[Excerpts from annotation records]
────────────────────

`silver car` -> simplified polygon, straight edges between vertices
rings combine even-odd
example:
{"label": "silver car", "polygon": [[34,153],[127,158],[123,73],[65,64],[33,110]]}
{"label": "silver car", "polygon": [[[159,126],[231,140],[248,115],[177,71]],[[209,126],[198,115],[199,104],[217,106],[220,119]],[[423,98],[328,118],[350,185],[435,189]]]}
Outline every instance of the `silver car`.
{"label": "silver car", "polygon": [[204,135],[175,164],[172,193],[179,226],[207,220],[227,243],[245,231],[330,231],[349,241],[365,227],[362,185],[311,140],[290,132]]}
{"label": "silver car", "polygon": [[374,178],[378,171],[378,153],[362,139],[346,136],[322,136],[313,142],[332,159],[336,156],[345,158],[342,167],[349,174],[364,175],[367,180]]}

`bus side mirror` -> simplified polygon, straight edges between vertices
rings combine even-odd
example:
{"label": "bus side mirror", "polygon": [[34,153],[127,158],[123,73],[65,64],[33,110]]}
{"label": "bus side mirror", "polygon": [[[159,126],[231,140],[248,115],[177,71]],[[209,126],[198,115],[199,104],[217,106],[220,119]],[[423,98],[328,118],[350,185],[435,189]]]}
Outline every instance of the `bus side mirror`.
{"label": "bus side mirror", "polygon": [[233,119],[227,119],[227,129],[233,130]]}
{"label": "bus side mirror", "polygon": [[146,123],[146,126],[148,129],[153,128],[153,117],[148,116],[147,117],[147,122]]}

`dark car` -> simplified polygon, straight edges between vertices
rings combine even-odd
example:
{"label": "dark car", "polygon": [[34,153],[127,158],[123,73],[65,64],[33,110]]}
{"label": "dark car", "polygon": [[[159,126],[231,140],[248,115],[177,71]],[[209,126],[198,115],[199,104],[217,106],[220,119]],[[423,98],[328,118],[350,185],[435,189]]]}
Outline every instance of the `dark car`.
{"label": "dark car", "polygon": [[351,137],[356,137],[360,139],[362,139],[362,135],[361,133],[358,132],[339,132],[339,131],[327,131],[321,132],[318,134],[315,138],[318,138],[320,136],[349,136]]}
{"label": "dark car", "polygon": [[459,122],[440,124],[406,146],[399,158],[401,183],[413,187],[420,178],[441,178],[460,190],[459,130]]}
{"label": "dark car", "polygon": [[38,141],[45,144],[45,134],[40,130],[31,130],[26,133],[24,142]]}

────────────────────

■ WHAT IS REQUIRED:
Show every line of the entries above that contains the word "edges", matching case exactly.

■ ANSWER TO THE EXERCISE:
`silver car` -> simplified polygon, straight edges between vertices
`bus side mirror` -> simplified polygon, straight edges between vertices
`dark car` -> simplified polygon, straight edges between vertices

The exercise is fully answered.